▶ Problem description: Transcribe exactly, and only, the lines from the one containing "Target: sky" through the end of the entries below, leaving the pictures out.

• • • • • • •

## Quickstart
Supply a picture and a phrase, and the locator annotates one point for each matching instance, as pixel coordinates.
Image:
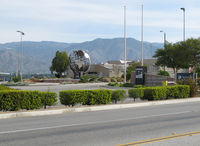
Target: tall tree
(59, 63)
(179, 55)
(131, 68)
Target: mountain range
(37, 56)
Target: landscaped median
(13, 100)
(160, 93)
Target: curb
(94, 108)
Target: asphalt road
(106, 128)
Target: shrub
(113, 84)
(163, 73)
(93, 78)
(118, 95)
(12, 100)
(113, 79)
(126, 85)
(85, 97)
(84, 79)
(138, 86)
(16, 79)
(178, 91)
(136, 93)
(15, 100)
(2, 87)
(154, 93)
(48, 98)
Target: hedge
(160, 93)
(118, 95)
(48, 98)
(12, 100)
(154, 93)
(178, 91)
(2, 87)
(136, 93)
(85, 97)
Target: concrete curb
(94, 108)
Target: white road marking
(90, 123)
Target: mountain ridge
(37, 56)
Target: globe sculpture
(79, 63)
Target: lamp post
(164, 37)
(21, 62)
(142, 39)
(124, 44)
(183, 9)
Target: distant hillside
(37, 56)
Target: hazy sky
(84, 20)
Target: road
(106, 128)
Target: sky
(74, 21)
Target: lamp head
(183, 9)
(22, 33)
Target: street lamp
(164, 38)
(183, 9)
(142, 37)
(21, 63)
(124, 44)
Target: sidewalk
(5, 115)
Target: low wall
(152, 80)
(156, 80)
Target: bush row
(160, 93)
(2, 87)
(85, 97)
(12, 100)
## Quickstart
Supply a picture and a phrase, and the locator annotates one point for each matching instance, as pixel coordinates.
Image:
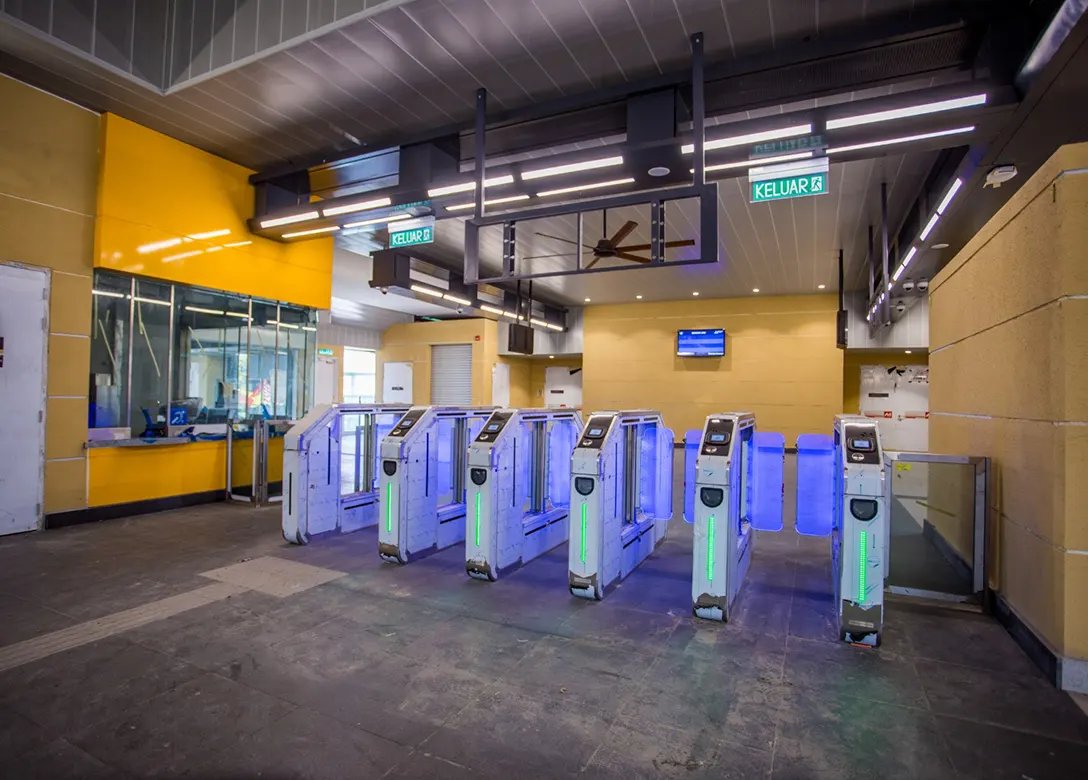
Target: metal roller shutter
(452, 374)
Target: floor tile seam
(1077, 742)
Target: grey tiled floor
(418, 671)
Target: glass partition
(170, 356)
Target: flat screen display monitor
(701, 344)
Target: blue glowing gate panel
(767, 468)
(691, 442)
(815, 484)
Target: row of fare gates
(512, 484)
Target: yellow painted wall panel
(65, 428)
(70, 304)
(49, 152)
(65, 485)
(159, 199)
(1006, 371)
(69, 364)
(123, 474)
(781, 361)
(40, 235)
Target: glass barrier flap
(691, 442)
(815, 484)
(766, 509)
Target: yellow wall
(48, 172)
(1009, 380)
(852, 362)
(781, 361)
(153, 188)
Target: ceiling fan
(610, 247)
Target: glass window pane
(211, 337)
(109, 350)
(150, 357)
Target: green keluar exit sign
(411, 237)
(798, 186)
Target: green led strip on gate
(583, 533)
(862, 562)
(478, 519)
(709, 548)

• • • • • • •

▶ Solution to this task:
Target: sky
(74, 21)
Target: lamp head
(183, 9)
(22, 33)
Target: street lamp
(164, 38)
(183, 9)
(142, 37)
(21, 63)
(124, 44)
Target: sidewalk
(5, 115)
Target: low wall
(152, 80)
(156, 80)
Target: bush row
(160, 93)
(2, 87)
(85, 97)
(12, 100)
## Quickstart
Supply a picture and a phrase, and the locator annotates one point for each matching instance, as pixel coordinates.
Image:
Target: metal roller shutter
(452, 374)
Target: floor tile seam
(1077, 742)
Target: grey tiled floor
(418, 671)
Target: glass partition
(170, 356)
Target: flat screen display monitor
(701, 344)
Target: blue glowing gate panel
(767, 468)
(691, 442)
(815, 484)
Target: row of fare gates
(512, 484)
Target: yellow painted wall panel
(65, 428)
(70, 304)
(49, 152)
(65, 485)
(159, 199)
(1006, 371)
(69, 364)
(123, 474)
(781, 361)
(40, 235)
Target: glass barrier flap
(691, 442)
(815, 484)
(766, 509)
Target: yellow wall
(48, 172)
(1009, 380)
(852, 362)
(781, 361)
(153, 188)
Target: ceiling fan
(610, 247)
Target: glass window pane
(211, 337)
(109, 350)
(150, 357)
Target: green keluar exit sign
(411, 237)
(798, 186)
Target: green led strip on gate
(583, 533)
(862, 562)
(478, 519)
(709, 548)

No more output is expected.